**SHORT TASK A:** Which interest rates does the property market text mention? List every one.
**SHORT TASK B:** In the records, replace "Target" with "Object" in the lines from the one containing "4, row 198." up to and including the one containing "column 303, row 294", and return only those lines.

**EXCERPT PROVIDED:**
According to the press, property prices are heading for a drop and nobody wants to buy a property only to find themselves in a negative equity situation.
More people will be keen to sell their property to get it off their hands before prices drop and it’s worth less.
How does this affect the property investor?
At various events I run property investors are anxious about the rising interest rates. They’re looking at interest rates that have gone from 2% to 6% and see their profits being rapidly eroded.
As people’s income isn’t keeping pace with inflation, increasing rent by a similar amount isn’t practical, many tenants simply can’t afford to pay any more. Investors are increasingly asking me “How can I continue to make a living in this environment?”
For properties you already own the answer probably isn’t what you’d like to hear – it’s simply to tighten your belt and ride it out. The interest rates will come down again – but it might take a year or two.
Back in the 1980s interest rates were running at 11-12% for quite a considerable time, topping out at 15%, but they came down – as they always have.
However, if you’re looking at new property purchases there is a better solution – buy properties at lower prices and regain your margin that way. Lower mortgages and lower repayments. It does mean you need to be both smart about resourcing potential property purchases and also aggressive in negotiation.

**DATA SECTION:**

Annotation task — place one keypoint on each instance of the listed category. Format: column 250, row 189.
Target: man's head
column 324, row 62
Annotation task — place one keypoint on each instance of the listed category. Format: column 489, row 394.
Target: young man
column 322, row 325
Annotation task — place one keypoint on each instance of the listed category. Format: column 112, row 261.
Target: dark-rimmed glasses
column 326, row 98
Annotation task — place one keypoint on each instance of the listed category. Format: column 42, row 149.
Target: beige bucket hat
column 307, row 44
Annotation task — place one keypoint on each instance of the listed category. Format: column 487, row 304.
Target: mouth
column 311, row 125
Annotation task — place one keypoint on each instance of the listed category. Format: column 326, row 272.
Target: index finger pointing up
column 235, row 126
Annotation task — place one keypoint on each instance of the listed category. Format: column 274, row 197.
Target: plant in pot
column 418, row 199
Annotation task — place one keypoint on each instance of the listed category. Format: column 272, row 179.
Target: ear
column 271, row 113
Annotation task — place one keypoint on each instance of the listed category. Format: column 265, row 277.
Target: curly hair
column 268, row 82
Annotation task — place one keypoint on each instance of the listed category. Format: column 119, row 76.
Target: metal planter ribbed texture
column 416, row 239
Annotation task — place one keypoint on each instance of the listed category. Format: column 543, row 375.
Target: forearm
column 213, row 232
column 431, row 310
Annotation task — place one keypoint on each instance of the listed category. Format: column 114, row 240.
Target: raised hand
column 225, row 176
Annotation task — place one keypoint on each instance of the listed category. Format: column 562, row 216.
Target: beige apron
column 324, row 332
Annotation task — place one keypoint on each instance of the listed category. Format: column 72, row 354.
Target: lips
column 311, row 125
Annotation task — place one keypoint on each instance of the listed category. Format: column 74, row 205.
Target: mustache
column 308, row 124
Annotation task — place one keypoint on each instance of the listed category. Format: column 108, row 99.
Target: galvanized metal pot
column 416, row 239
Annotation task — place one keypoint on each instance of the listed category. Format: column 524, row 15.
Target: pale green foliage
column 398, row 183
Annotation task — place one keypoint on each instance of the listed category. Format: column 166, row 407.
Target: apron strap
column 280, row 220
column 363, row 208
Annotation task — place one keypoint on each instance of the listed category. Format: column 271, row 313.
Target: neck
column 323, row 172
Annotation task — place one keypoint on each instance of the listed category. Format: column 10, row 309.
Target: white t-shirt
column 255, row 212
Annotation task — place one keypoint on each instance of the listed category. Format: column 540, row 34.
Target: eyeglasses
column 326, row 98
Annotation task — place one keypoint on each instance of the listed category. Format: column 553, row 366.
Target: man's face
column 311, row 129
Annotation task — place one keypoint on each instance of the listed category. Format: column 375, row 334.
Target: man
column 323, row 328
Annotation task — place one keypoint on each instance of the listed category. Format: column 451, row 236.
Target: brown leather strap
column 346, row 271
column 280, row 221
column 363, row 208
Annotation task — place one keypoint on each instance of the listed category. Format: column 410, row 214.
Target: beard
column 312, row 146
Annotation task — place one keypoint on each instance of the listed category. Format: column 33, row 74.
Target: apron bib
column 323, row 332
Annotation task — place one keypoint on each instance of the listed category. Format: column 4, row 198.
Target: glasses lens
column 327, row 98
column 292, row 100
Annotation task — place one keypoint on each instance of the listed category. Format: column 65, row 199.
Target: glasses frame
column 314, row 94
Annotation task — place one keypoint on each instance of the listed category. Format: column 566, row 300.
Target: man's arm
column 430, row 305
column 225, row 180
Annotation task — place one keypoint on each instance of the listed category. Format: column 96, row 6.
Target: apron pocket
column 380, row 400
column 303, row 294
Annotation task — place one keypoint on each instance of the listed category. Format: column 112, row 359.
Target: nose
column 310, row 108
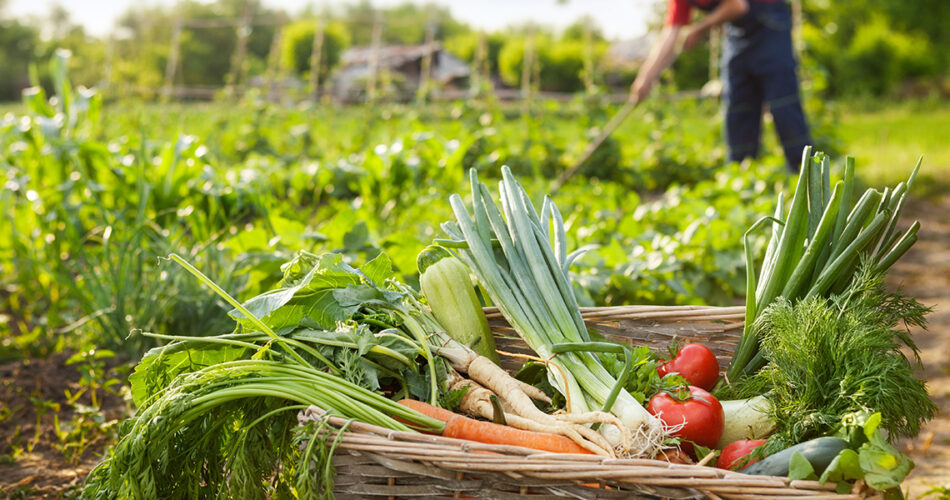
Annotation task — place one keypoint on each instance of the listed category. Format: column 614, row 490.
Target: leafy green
column 832, row 357
column 869, row 457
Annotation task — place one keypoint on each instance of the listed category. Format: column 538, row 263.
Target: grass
column 887, row 141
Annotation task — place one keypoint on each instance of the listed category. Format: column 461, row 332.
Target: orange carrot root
column 428, row 410
column 486, row 432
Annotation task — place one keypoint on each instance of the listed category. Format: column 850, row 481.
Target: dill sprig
column 828, row 357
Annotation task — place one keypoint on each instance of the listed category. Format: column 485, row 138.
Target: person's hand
column 640, row 90
column 695, row 36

**EXPECTED ANSWER A:**
- 2%
- 6%
- 11-12%
- 15%

**EXPECTED ANSWER B:**
Annotation task — place one keypoint on each instance of the listed category. Format: column 4, row 198.
Object: glasses lens
column 327, row 98
column 292, row 100
Annotation task — place one keypoint on each instance of the listed category. Format: column 65, row 199.
Object: glasses frame
column 314, row 94
Annotation task — place one keypoint on each instance of the listed category. Format: column 566, row 300.
Object: man's arm
column 430, row 305
column 225, row 180
Annotation task — place one keypoint on each instance of the listed category. Format: column 96, row 6.
Object: apron pocket
column 380, row 400
column 303, row 294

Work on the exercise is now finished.